**TEXT SECTION:**
---+---

Science Scope

What physics can tell us about London's new starting blocks

What physics can tell us about London's new starting blocks

Posting in Technology

Understanding why London's new slanted blocks will help swimmers takes just a bit of basic physics.

Today's Olympic swimmers are really, really fast. And they're fast not just because of training either. New swimsuits helped them shatter world records at the last olympics. And this year, the innovation comes in the form of starting blocks.

The big difference between the normal starting blocks, and the ones in London, is that while the old ones were perpendicular to the ground, the new blocks are set at a slight angle, like the blocks that track sprinters use.

At Wired, they explain just why the starting blocks are so important. It's important to first understand how a swimmer dives off the blocks. They explain:

Let me start with a simplified case of a swimmer on a flat block, even if the old-style blocks weren’t exactly flat. If the swimmer wants to dive off, he must push on the block to accelerate into a dive.

There are three forces on a swimmer: the gravitational force, the force of the block pushing up and the friction forward pushing in the direction of the acceleration. Remember, these are forces on the swimmer, not forces the swimmer exerts on the block.

---+---

**EXERCISE DETAILS:** Name every force that the starting blocks article says acts on a swimmer diving off a flat block. Please rely only on the starting blocks article, not on the material after it.

**STORED DATA:**
---+---

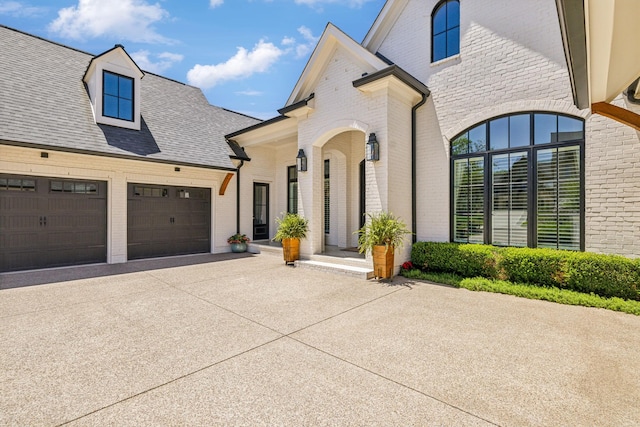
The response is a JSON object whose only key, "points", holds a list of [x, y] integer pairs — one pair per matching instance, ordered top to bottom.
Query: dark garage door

---+---

**COMPLETE ANSWER:**
- The gravitational force
- The force of the block pushing up
- The friction pushing forward in the direction of the acceleration